## Begin AVAILABLE RECORDS

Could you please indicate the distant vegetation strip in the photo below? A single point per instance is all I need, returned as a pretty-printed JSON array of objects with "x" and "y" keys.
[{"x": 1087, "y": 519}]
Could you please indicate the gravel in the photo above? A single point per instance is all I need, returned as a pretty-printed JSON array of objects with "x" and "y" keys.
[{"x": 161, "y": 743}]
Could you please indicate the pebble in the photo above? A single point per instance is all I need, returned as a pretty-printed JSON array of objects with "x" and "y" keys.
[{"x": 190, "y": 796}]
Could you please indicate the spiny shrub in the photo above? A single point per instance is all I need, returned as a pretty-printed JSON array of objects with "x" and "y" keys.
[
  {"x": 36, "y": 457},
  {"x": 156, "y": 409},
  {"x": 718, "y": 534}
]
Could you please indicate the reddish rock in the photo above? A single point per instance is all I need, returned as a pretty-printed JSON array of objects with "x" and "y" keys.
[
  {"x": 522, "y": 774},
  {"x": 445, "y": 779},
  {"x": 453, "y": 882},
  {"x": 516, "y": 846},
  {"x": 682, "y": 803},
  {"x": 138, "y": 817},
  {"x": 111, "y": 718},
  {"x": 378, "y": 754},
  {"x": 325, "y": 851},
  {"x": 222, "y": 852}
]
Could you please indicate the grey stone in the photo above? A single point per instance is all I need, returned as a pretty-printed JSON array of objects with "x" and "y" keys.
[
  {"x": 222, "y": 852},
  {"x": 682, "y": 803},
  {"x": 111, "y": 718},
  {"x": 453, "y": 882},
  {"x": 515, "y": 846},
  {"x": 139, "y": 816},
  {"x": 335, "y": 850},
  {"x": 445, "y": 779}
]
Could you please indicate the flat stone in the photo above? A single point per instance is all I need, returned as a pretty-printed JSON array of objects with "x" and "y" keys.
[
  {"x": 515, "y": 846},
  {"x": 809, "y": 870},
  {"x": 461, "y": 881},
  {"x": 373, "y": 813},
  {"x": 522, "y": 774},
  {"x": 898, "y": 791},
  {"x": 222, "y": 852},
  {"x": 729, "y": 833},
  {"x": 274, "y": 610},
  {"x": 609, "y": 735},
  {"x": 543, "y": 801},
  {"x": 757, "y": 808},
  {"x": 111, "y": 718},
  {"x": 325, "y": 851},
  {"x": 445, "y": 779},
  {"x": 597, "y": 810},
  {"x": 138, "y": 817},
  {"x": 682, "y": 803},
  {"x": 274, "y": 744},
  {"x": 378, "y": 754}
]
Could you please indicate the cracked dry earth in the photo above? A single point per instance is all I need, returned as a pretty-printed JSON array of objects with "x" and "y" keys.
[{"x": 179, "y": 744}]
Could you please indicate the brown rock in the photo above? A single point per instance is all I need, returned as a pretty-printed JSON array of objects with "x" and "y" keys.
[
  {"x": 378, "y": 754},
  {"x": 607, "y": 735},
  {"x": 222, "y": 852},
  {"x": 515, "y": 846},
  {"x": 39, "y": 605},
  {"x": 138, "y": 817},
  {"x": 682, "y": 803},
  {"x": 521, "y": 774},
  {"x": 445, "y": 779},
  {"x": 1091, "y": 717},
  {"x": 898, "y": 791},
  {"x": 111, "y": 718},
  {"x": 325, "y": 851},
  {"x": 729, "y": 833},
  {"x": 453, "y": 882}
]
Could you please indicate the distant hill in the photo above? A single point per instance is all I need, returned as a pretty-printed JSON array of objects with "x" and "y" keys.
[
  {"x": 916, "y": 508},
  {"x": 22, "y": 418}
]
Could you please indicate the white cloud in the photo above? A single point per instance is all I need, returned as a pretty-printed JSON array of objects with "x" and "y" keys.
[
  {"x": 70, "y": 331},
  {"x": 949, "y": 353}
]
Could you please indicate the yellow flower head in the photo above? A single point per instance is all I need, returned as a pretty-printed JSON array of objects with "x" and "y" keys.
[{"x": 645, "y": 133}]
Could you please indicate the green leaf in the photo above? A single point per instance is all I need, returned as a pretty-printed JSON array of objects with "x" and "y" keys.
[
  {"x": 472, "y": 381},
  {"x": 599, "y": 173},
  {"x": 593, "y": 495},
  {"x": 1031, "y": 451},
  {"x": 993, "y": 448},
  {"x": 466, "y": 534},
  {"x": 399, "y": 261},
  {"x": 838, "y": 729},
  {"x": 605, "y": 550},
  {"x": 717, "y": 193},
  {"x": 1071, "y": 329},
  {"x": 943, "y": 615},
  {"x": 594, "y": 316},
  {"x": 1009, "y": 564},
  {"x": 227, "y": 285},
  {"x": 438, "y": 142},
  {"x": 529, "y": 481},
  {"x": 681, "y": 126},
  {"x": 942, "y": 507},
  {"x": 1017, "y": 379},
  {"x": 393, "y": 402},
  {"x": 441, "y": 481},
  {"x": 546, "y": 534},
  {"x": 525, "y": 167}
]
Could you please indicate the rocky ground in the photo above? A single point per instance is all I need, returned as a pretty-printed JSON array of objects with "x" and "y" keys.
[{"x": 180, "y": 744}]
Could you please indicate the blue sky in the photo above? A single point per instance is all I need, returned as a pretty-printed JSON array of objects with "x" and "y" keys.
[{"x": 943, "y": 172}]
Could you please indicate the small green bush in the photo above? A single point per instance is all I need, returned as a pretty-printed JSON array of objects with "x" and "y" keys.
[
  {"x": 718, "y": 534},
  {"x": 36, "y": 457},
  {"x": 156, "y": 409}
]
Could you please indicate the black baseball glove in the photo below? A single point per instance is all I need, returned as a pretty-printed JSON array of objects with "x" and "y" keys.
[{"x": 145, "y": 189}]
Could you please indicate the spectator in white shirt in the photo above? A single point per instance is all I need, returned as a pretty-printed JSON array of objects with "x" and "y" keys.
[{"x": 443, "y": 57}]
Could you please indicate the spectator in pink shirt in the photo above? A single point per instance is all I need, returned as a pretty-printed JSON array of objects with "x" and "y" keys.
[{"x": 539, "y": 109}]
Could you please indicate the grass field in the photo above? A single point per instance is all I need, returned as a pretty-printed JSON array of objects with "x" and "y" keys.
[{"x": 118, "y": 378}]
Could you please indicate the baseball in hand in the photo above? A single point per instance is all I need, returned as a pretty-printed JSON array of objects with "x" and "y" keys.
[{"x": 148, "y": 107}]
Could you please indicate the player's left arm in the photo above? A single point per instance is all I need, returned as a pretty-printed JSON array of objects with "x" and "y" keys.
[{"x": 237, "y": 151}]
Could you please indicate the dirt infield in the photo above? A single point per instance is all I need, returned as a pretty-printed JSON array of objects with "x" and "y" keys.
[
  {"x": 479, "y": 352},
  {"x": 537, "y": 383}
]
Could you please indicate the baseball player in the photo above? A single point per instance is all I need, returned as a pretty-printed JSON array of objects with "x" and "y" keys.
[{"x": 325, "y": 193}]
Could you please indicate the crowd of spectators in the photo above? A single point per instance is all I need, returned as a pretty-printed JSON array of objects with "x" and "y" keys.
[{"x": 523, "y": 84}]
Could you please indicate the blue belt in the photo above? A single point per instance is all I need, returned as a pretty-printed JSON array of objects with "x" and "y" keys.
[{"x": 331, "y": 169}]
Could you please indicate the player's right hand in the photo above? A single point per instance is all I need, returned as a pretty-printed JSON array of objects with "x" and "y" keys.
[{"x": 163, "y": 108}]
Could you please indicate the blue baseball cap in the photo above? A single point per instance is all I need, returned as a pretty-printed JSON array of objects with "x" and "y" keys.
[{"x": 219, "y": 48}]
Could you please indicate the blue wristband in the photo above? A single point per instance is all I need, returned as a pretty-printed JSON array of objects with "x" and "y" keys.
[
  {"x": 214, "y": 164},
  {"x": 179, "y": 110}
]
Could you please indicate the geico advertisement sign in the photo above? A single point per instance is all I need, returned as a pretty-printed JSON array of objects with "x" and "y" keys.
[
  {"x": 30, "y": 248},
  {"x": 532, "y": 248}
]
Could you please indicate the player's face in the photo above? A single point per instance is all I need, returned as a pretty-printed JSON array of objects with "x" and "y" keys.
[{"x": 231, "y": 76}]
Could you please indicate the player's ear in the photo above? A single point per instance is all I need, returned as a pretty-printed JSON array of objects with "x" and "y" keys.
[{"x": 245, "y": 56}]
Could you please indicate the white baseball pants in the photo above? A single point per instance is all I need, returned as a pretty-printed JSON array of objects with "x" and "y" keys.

## End AVAILABLE RECORDS

DIRECTION »
Edit the rows from the line containing "Could you please indicate the geico" through the end of the rows, replacing "player's" with "athlete's" and leaving everything else unchanged. Give back only those lines.

TASK SOLUTION »
Could you please indicate the geico advertisement sign in the photo above? A single point per instance is all I need, returned as a pretty-printed JSON array of objects with "x" and "y" keys.
[
  {"x": 30, "y": 248},
  {"x": 532, "y": 248}
]
Could you please indicate the athlete's face in the photo above? A single point per instance is all I need, returned as a pretty-printed JSON array of objects with "x" and "y" keys.
[{"x": 231, "y": 76}]
Could you please indicate the athlete's ear in the photo above? A single point per instance is all I need, returned as a pretty-printed JSON array of objects with "x" and "y" keys.
[{"x": 245, "y": 56}]
Could you please indicate the white baseball pants in the photo above? A single point per instance is all I need, returned as a pretty-printed JSON array of objects with "x" and "y" keys.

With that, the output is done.